# Wat gevraagd wordt:
Neem de rijen hieronder woord voor woord over, te beginnen bij de rij met "the woman's smiling" en door tot en met de laatste rij.
"""
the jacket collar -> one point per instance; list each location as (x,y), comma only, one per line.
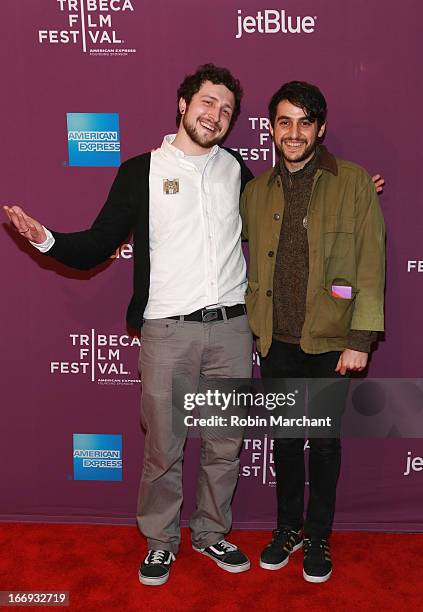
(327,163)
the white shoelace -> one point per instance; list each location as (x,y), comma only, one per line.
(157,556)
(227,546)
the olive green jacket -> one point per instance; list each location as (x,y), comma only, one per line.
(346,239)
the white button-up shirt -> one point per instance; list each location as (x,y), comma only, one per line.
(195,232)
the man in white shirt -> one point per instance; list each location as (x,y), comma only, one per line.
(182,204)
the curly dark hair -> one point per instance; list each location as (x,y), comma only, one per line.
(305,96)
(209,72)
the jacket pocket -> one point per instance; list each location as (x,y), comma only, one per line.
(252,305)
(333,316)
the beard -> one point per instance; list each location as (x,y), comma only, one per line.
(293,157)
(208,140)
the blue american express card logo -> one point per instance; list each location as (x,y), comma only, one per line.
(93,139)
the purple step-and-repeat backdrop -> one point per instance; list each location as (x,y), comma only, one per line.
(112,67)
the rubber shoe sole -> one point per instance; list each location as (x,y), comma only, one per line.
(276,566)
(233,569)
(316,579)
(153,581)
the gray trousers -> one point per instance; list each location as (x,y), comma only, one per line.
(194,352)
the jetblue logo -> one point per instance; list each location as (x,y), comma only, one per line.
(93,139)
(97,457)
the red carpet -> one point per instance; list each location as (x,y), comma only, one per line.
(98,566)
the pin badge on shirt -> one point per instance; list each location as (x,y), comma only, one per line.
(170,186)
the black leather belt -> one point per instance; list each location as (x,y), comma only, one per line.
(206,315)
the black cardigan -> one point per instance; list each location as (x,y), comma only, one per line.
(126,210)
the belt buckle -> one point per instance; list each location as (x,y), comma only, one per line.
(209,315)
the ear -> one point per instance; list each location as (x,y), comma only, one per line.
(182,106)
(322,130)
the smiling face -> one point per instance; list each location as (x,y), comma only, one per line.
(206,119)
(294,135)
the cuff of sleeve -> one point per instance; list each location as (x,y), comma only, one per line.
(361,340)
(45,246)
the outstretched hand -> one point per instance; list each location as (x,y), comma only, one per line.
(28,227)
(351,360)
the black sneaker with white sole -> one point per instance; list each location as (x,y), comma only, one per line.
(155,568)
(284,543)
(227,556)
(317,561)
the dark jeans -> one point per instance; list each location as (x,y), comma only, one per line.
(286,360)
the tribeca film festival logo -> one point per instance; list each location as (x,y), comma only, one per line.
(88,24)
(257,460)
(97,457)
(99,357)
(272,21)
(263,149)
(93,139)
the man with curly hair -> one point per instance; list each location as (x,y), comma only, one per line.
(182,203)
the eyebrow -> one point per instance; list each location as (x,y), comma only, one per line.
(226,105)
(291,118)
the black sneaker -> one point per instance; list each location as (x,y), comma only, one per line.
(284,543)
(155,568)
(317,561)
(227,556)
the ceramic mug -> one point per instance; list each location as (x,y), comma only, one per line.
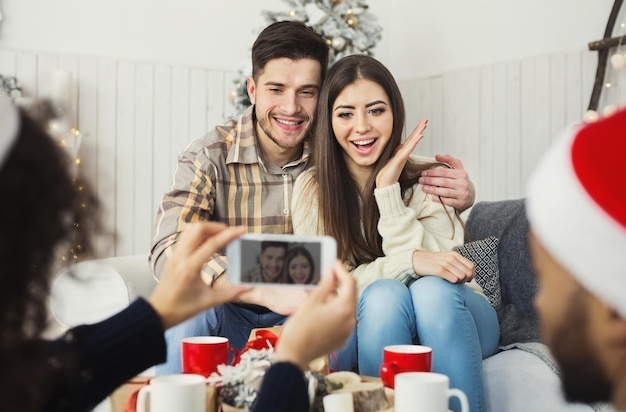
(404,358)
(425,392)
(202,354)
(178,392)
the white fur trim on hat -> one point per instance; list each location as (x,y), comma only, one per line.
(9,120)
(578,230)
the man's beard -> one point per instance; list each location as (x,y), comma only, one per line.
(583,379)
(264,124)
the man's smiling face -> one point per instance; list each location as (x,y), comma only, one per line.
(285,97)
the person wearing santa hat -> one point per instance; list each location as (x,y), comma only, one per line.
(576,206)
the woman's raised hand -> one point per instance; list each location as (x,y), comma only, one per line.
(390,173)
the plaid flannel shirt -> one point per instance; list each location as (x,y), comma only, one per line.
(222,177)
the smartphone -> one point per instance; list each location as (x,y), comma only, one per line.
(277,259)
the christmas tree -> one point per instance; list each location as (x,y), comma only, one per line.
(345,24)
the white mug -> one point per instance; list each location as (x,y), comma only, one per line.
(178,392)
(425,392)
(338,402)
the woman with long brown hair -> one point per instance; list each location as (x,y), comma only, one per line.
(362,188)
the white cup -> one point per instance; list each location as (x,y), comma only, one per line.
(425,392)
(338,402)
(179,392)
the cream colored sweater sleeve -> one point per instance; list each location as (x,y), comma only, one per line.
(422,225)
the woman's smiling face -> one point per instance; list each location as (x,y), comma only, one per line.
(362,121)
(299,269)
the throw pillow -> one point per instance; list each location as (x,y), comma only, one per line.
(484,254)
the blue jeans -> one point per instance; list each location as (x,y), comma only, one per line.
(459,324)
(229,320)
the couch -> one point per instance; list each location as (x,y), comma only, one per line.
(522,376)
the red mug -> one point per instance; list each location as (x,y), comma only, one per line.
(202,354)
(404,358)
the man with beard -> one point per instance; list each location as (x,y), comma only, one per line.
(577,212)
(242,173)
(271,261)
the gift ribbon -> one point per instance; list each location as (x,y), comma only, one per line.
"""
# Juist antwoord:
the woman's smiling face -> one point per instance; list each location as (x,y), comma only, one per line.
(362,121)
(299,269)
the throw pillow -> one point per instance; list each location as (x,y), comma only, one per line.
(484,254)
the blue jeans -> one point per instance; list each location as (x,y), comma only, one per line.
(459,324)
(229,320)
the couch -> one point per instance; list each location as (x,y), comma only, one per line.
(522,376)
the red mug -> one point per instance; list each location as (x,y), comma only, one per line.
(202,354)
(404,358)
the man with beard -> one point per instance; list each location as (x,y), comma only, one per line.
(577,212)
(242,173)
(271,261)
the gift ribbon -> one point per instance; list each location as (x,y), comma only, one per line.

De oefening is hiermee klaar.